Work required: Can you extract every line of the material below word for word, leaving the pictures out of your answer?
────────────────────
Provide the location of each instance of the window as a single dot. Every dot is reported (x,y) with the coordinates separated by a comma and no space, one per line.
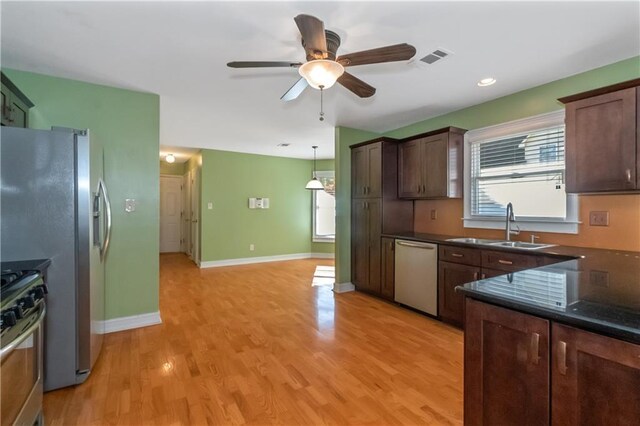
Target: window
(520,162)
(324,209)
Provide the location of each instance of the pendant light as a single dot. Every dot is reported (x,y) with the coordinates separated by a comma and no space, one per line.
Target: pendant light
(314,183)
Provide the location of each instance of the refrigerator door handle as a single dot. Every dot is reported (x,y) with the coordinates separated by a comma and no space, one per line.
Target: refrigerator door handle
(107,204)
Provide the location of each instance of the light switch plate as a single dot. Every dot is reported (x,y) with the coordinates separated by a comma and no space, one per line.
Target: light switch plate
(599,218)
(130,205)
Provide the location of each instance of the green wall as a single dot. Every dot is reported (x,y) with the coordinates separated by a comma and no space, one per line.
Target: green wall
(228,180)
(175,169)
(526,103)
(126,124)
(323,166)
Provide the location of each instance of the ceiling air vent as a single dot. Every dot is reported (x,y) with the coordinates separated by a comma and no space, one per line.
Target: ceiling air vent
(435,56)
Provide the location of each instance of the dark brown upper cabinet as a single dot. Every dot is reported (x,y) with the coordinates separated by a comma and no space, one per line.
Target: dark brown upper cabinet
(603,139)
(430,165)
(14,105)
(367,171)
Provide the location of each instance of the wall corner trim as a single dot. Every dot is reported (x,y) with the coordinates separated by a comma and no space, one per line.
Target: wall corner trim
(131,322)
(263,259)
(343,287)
────────────────────
Exercise solution:
Provide the location of each instance of the window as a single dot. Every dot is reported (x,y) with the coordinates separated by a comma and no space, one per line.
Target: window
(520,162)
(324,209)
Provide the location of each instance of the pendant light as a single dot. Every dot is reported (x,y) with the coordinates separated by a comma and no space, one per line.
Target: pendant light
(314,183)
Provide the location of each instance of the refrigerator door handle as a single dot. Every dot is reported (x,y) with the coordinates separated by a comma and no space, one per line.
Target: refrigerator door handle
(107,204)
Provide the location of each instance of the light switch plate as a single dot. Every dot is reported (x,y) with the coordinates separated by a comma and no space, one per line.
Target: light switch plate
(599,218)
(130,205)
Provide the location of each instance of the green wall as a single dot. Every dot is reported (x,y) with the coordinates separated by a comma and no space, one per line.
Target: green wall
(228,180)
(175,169)
(526,103)
(126,124)
(323,166)
Provide the location of each instance of the ceiling air vent as a single dot. Every dot is reported (x,y) with the coordinates separated by a comma and no space, one per line.
Target: ceiling air vent
(435,56)
Provide the location of each instance of the dark brown upper cabinet as a single dot. Every dot is reported (x,y) with the coordinates separated by a comma and no space, one per line.
Target: dark brown upper cabinet
(603,139)
(430,165)
(14,105)
(367,171)
Provide the location of each instance of the wall corner trim as a single dot. Every dot is reported (x,y) with the coordinates separated by a comma and no space, one per line.
Target: wall corner trim
(131,322)
(263,259)
(343,287)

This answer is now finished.